▸ Exercise prompt: Report every line in the records below that contains the word "lawn".

##### Stored rows #####

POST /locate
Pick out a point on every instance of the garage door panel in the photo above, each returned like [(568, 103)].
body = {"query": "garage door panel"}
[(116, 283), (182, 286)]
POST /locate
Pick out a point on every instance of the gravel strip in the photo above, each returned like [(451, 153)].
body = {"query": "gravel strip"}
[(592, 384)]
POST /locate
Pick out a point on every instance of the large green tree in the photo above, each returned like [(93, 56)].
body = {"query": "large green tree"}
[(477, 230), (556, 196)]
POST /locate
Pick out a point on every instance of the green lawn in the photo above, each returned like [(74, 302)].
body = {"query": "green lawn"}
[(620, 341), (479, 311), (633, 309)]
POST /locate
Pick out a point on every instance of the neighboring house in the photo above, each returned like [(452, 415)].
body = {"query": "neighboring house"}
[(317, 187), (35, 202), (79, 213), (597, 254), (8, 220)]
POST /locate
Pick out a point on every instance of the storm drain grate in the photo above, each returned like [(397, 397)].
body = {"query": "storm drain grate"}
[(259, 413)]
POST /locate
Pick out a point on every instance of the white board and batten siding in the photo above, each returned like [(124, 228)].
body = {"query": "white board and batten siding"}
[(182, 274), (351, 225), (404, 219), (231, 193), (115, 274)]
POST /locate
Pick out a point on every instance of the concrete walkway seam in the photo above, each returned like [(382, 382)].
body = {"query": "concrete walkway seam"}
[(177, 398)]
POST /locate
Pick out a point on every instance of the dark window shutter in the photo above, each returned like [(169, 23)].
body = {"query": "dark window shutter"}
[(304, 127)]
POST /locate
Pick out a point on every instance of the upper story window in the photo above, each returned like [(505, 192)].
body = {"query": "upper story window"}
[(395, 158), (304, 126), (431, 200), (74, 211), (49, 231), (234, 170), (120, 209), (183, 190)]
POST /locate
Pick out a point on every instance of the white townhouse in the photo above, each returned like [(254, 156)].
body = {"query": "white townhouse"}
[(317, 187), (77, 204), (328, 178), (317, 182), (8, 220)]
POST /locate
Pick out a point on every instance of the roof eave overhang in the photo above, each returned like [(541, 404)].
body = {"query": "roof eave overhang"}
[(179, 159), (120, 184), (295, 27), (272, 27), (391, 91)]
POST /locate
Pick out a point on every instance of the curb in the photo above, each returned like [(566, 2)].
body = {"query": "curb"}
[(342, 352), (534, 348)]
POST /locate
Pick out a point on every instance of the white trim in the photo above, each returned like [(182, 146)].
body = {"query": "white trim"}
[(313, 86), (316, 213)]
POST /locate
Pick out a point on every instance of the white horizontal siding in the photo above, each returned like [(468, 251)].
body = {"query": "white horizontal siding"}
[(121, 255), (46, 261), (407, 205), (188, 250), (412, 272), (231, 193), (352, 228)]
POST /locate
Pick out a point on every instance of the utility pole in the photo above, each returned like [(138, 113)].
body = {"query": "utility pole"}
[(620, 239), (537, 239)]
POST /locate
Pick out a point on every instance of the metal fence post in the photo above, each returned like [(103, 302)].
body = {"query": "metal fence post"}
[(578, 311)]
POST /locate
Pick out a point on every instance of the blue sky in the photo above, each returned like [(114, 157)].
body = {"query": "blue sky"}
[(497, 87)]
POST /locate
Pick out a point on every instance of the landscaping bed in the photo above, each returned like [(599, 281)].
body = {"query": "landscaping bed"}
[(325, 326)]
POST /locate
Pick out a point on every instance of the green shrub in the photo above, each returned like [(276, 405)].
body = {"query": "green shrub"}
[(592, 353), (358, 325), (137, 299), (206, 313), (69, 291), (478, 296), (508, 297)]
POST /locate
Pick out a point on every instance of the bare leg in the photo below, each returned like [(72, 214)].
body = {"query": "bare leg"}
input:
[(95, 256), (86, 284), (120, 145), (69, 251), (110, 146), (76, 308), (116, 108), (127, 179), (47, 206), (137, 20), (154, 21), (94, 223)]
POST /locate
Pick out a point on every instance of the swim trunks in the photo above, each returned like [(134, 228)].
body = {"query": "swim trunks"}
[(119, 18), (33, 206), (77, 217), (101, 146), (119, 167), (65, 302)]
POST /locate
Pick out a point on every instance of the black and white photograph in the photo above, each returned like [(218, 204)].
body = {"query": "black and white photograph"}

#####

▸ Answer to the task:
Pick out a point on every instance of the green lawn in the photo above, each returned like [(74, 302)].
body = {"query": "green lawn"}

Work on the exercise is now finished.